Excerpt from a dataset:
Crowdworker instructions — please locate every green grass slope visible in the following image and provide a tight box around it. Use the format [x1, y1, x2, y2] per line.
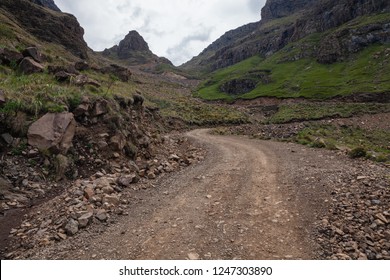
[197, 14, 390, 101]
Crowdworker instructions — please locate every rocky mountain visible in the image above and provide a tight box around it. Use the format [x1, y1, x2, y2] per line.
[0, 0, 88, 59]
[182, 0, 390, 72]
[261, 0, 317, 21]
[31, 0, 61, 12]
[102, 30, 171, 65]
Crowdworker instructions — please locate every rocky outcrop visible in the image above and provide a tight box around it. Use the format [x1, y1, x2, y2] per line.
[0, 0, 88, 59]
[182, 0, 390, 71]
[27, 113, 76, 154]
[18, 57, 45, 75]
[0, 48, 23, 67]
[30, 0, 61, 12]
[220, 79, 257, 95]
[261, 0, 318, 21]
[118, 30, 151, 59]
[102, 30, 172, 66]
[0, 89, 6, 107]
[22, 47, 42, 62]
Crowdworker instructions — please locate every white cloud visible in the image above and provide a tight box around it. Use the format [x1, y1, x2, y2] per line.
[55, 0, 265, 65]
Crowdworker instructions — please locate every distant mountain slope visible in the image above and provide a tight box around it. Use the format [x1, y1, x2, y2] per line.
[182, 0, 390, 72]
[102, 30, 172, 65]
[30, 0, 61, 12]
[0, 0, 88, 59]
[193, 0, 390, 100]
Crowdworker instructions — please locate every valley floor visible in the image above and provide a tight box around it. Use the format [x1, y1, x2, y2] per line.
[11, 130, 390, 259]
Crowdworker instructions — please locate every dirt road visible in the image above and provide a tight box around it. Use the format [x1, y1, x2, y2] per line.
[25, 130, 338, 259]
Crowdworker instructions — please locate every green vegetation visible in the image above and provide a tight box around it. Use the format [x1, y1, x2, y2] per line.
[198, 43, 390, 100]
[268, 102, 390, 123]
[294, 124, 390, 162]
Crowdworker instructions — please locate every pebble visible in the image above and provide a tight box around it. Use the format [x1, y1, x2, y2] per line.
[187, 253, 199, 261]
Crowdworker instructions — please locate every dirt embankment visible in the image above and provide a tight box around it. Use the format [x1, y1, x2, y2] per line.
[8, 130, 389, 259]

Task
Can you rewrite every item above with "tight box" changed to "snug box" and everything else left as it is? Leave the pictures out of your answer.

Reply
Crowdworker instructions — please locate every green grass slope visible in the following image and provide a snug box around it. Use the format [x1, y1, x2, y2] per line.
[197, 14, 390, 101]
Crowdworker instructions — please locate every rocky mountain visible in the image above and provide a snug box around it. Use the format [x1, y1, x2, y2] per line.
[0, 0, 88, 59]
[182, 0, 390, 72]
[261, 0, 317, 21]
[31, 0, 61, 12]
[102, 30, 171, 65]
Crowdworker instructions — please locate every rocky outcrop visible in the image above and provide a snug box around it. Use the format [x1, y1, x2, y2] per line.
[0, 0, 88, 59]
[182, 0, 390, 71]
[27, 113, 76, 154]
[18, 57, 45, 75]
[0, 48, 23, 67]
[30, 0, 61, 12]
[220, 79, 257, 95]
[261, 0, 318, 21]
[118, 30, 151, 59]
[102, 30, 172, 66]
[0, 89, 6, 107]
[22, 47, 42, 62]
Crowdworker instructions — please locate every white cloud visible in the image above and provide a snug box around it. Use the format [x1, y1, x2, y2] per line.
[55, 0, 265, 65]
Crowdworker instructions — please locate every distant mountain slope visible in the image above and provide a snug box around it. Use the format [x1, y1, x2, y2] per line.
[182, 0, 390, 72]
[102, 30, 172, 65]
[30, 0, 61, 12]
[0, 0, 88, 59]
[193, 0, 390, 100]
Crowdworker instructions — please locate every valley floor visible in the image above and provide a snug box around it. Use the format [x1, y1, x2, y2] per line.
[11, 130, 390, 259]
Crowdworker instructions — please locate every dirt road visible in the image above and provide a snug box around it. Use the format [x1, y1, x2, y2] per line.
[25, 130, 338, 259]
Crowdworker instructions — please locate every green vegetation visible in the image above and provide a snug box around it. Use the format [x1, y1, x2, y2] per line.
[198, 43, 390, 100]
[268, 102, 390, 123]
[294, 124, 390, 162]
Crowdworker instructions — please locate every pebble visible in the image above and provide a snug box around it. Use the format [x1, y1, x2, y2] per line.
[187, 253, 199, 261]
Crowdworker instructions — please locate every dirt embankment visible in the image above and provide a snug box around it. Use the format [x1, y1, x2, y2] per line.
[8, 130, 389, 259]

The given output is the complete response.